Questions on OVH Object Storage with "+segments" (OpenStack) bucket/container
-
@d19dotca Interesting. I have to admit I have no idea what
+segments
is. So, I can't actually tell if it can be deleted or not. Is it some book keeping/temporary stuff that OVH uses? If so, why is all this exposed to the user? Might be worth while asking their support since atleast in the S3 API we don't have any concepts of segments or cleaning up segments. -
@d19dotca said in Questions on OVH Object Storage with "+segments" (OpenStack) bucket/container:
2021-11-03T04:56:13.226Z box:cloudron startMail: Downloading backup 2021-11-03-030000-931/mail_v7.0.2
This is currently an "issue" when restoring. The mail backup is downloaded on start up and the dashboard becomes available only afterwards. This means that if the mail backup is large, it appears to "hang" when really it's just downloading the mail backup. How long has it been since it's downloading the mail backup?
Generally, from our tests, even download ~20GB can be fairly quick, so we let this be a low priority issue. This issue is only in Cloudron 7 because previously the mail was part of the box backup.
-
@girish said in Questions on OVH Object Storage with "+segments" (OpenStack) bucket/container:
@d19dotca Interesting. I have to admit I have no idea what
+segments
is. So, I can't actually tell if it can be deleted or not. Is it some book keeping/temporary stuff that OVH uses? If so, why is all this exposed to the user? Might be worth while asking their support since atleast in the S3 API we don't have any concepts of segments or cleaning up segments.Hi Girish! It's not actually OVH-unique though they're probably the biggest company using it, but it's actually an OpenStack thing. The following link may be a helpful read for insight into this: https://mindmajix.com/openstack/uploading-large-objects
From the article:
When using cloud storage, such as OpenStack Swift, at some point you might face a situation when you have to upload relatively large files (i.e. a couple of gigabytes or more). For a number of reasons this brings in difficulties for both client and server. From a client point of view, uploading such a large file is quite cumbersome, especially if the connection is not very good. From a storage point of view, handling very large objects is also not trivial.
For that reason, Object Storage (swift) uses segmentation to support the upload of large objects. Using segmentation, uploading a single object is virtually unlimited. The segmentation process works by fragmenting the object, and automatically creating a file that sends the segments together as a single object. This option offers greater upload speed with the possibility of parallel uploads.
++++++
**To-do list:**
A. In the OVH Object Storage thread, why did the mail backup not cause this delay before Cloudron 7?
B. Translate this sentence from the OVH Object Storage thread into Spanish: "For that reason, Object Storage (swift) uses segmentation to support the upload of large objects."
C. Write a continuation of the OVH Object Storage thread, starting right after its last sentence.

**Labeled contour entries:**
++++++
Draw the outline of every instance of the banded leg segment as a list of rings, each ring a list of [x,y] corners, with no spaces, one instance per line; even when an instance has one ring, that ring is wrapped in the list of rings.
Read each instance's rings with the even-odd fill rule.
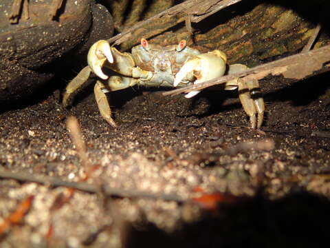
[[[69,83],[65,88],[65,92],[63,94],[63,99],[62,100],[62,104],[64,107],[67,107],[70,105],[70,99],[72,94],[77,92],[85,83],[87,82],[91,72],[91,70],[89,67],[86,66]]]
[[[107,121],[107,122],[113,127],[117,127],[113,119],[111,118],[111,110],[109,105],[108,99],[104,91],[104,85],[100,81],[97,81],[94,86],[94,94],[96,103],[98,104],[98,110],[101,116]]]
[[[244,65],[231,65],[228,74],[241,72],[248,69],[248,68]],[[259,128],[263,122],[265,103],[261,96],[258,80],[252,80],[246,83],[243,83],[239,79],[232,80],[226,83],[225,89],[232,90],[235,85],[239,88],[239,99],[243,108],[250,116],[251,127]]]

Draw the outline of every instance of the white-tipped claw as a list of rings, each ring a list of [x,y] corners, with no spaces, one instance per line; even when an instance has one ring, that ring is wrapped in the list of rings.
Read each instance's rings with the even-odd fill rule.
[[[186,94],[186,96],[184,96],[184,97],[186,98],[192,98],[195,96],[196,96],[198,93],[199,93],[200,91],[199,90],[194,90],[194,91],[192,91],[192,92],[190,92],[189,93],[188,93],[187,94]]]
[[[175,75],[175,79],[174,79],[173,86],[177,87],[181,81],[184,79],[186,76],[190,73],[193,72],[194,70],[197,70],[197,65],[196,63],[198,61],[197,59],[190,59],[187,61],[182,67],[180,70]]]
[[[102,71],[102,67],[107,60],[109,63],[113,63],[110,45],[107,41],[98,41],[89,48],[87,62],[93,72],[102,79],[109,78]]]
[[[175,76],[173,86],[177,87],[183,80],[188,80],[191,74],[197,79],[194,84],[221,76],[225,73],[226,60],[226,54],[219,50],[197,55],[181,68]],[[199,92],[199,90],[194,90],[184,96],[191,98]]]

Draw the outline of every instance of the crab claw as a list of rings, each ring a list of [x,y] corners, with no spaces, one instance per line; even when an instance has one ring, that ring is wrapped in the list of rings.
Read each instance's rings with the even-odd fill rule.
[[[102,71],[102,66],[107,60],[109,63],[113,63],[110,45],[104,40],[96,42],[88,51],[87,62],[93,72],[102,79],[108,79]]]
[[[217,50],[195,56],[188,60],[177,73],[173,86],[176,87],[182,81],[186,80],[191,73],[197,79],[194,84],[221,76],[226,71],[226,54]],[[199,92],[199,90],[192,91],[184,96],[190,98]]]

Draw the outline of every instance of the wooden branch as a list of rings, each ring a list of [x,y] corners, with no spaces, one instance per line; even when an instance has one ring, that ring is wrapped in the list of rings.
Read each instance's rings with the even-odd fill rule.
[[[109,43],[114,42],[113,45],[119,45],[124,41],[131,39],[131,37],[137,33],[141,34],[144,38],[148,39],[181,22],[185,21],[187,16],[191,15],[190,21],[197,23],[216,12],[241,1],[241,0],[188,0],[163,11],[148,19],[137,23],[132,28],[109,39],[108,41]],[[155,25],[155,22],[160,22],[161,25]],[[153,25],[151,25],[151,23],[153,23]],[[138,41],[132,41],[129,44],[130,45],[133,45],[133,44],[136,42],[138,42]]]
[[[315,71],[320,70],[323,64],[329,61],[330,61],[330,45],[258,65],[243,72],[226,75],[197,85],[166,92],[163,95],[168,96],[188,93],[192,90],[201,90],[236,79],[239,79],[243,82],[254,79],[258,80],[270,74],[274,76],[282,74],[285,78],[302,79],[311,75]],[[329,67],[324,70],[324,71],[328,70],[330,70]]]
[[[24,172],[10,172],[0,169],[0,178],[14,179],[22,182],[38,183],[43,185],[54,187],[67,187],[76,189],[89,193],[97,193],[96,187],[87,183],[75,183],[63,180],[53,176],[38,176]],[[138,189],[125,189],[122,188],[111,187],[107,185],[102,185],[104,194],[107,196],[119,196],[128,198],[147,198],[151,199],[162,199],[164,200],[174,200],[182,202],[184,200],[175,194],[153,194],[148,192]]]
[[[316,37],[318,37],[320,29],[321,29],[321,24],[318,23],[318,25],[316,25],[316,28],[314,28],[313,34],[309,38],[309,40],[308,41],[306,45],[302,49],[302,52],[307,52],[311,49],[311,47],[314,44],[315,40],[316,39]]]

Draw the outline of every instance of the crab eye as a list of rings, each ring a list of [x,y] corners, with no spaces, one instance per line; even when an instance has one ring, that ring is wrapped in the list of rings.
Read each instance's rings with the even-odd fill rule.
[[[184,50],[184,48],[186,48],[186,45],[187,45],[187,41],[185,40],[182,40],[180,42],[179,42],[179,45],[177,45],[177,51],[179,52]]]
[[[141,45],[143,48],[148,50],[148,41],[145,39],[141,39]]]

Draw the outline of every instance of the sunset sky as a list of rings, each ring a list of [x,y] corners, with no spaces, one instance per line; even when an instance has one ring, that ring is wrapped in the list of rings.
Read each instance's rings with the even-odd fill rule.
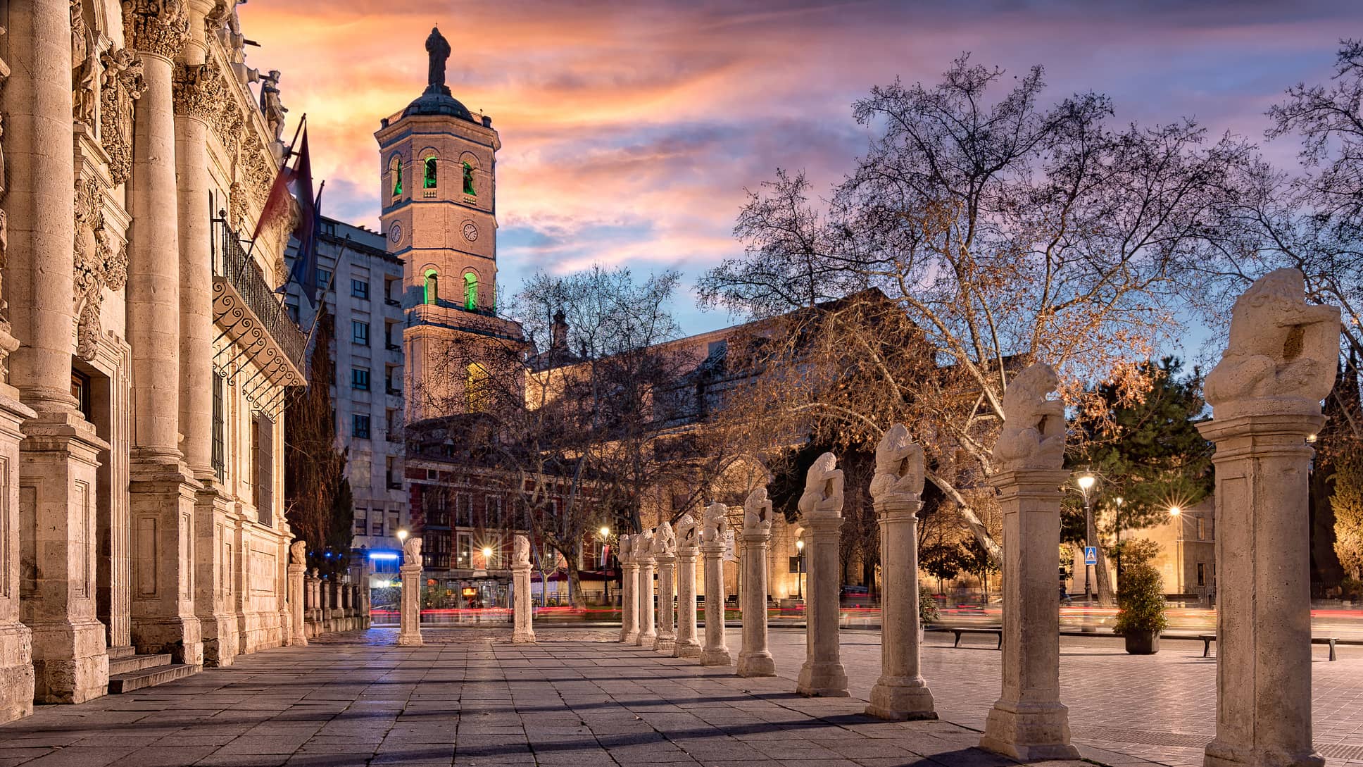
[[[1105,91],[1119,121],[1262,139],[1283,90],[1328,79],[1338,38],[1363,35],[1353,0],[251,0],[240,15],[260,44],[248,64],[281,70],[290,120],[308,115],[326,214],[378,225],[373,131],[421,93],[439,25],[451,91],[502,135],[500,292],[537,269],[676,267],[687,333],[729,323],[690,291],[739,252],[744,187],[778,167],[837,180],[866,146],[851,105],[872,85],[936,82],[969,50],[1010,75],[1045,66],[1052,100]]]

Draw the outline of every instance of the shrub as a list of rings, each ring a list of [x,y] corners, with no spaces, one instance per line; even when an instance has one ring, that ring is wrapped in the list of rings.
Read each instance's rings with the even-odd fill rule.
[[[921,625],[928,625],[938,620],[936,599],[932,596],[932,590],[925,585],[919,585],[919,622]]]
[[[1122,588],[1116,594],[1119,635],[1161,632],[1169,625],[1164,616],[1164,579],[1160,570],[1141,562],[1122,570]]]

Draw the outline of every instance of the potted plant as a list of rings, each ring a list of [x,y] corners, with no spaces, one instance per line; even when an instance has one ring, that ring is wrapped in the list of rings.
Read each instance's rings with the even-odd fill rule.
[[[1154,551],[1148,557],[1131,557],[1135,562],[1123,568],[1116,592],[1118,611],[1112,631],[1126,637],[1126,651],[1131,655],[1159,652],[1160,632],[1169,625],[1164,616],[1164,579],[1150,565],[1153,555]]]

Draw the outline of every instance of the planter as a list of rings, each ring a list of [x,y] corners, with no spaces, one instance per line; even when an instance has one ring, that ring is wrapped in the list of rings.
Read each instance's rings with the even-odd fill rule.
[[[1160,651],[1160,632],[1142,631],[1124,635],[1126,651],[1131,655],[1154,655]]]

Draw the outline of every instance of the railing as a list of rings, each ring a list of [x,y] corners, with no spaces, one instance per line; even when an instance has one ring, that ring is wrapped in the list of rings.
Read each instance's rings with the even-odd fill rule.
[[[213,259],[214,277],[226,278],[294,367],[307,370],[307,334],[289,318],[284,302],[264,281],[260,267],[247,255],[237,233],[225,225],[221,227],[221,231],[222,247],[218,248]]]

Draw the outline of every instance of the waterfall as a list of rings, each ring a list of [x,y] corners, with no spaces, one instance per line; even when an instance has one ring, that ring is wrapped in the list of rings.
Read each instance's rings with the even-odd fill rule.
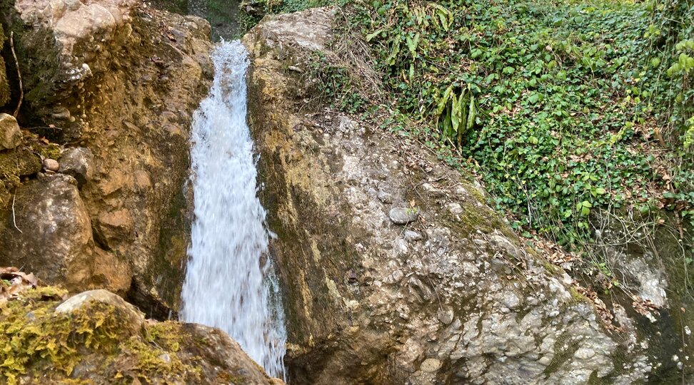
[[[212,61],[214,82],[193,118],[195,220],[180,316],[226,332],[268,374],[285,378],[283,312],[246,122],[248,53],[223,41]]]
++++++
**Responses for each task:**
A. Before Cloudron 7, the mail was part of the box backup.

B. Por esa razón, Object Storage (swift) utiliza la segmentación para admitir la carga de objetos grandes.

C.
Individual objects up to 5 GB in size can be uploaded to OpenStack Object Storage. However, by splitting the objects into segments, the download size of a single object is virtually unlimited. Segments of the larger object are uploaded and a special manifest file is created that, when downloaded, sends all the segments concatenated as a single object. By splitting objects into smaller chunks, you also gain efficiency by allowing parallel uploads.
I suspect I could get around this if Cloudron allowed larger max part sizes (currently limited to 1 GB), but that's just a theory. The reason I believe this is because this issue is easily reproducible, and I have mine set to 1 GB so there's not many files in the segments folder it creates, but if I set the max part size to the minimum allowed in Cloudron you'd basically get hundreds of files in there and the segments folder would be created even earlier in the backup process. You should be able to reproduce this easily, though I can certainly offer my environment for assistance if that's easier for you.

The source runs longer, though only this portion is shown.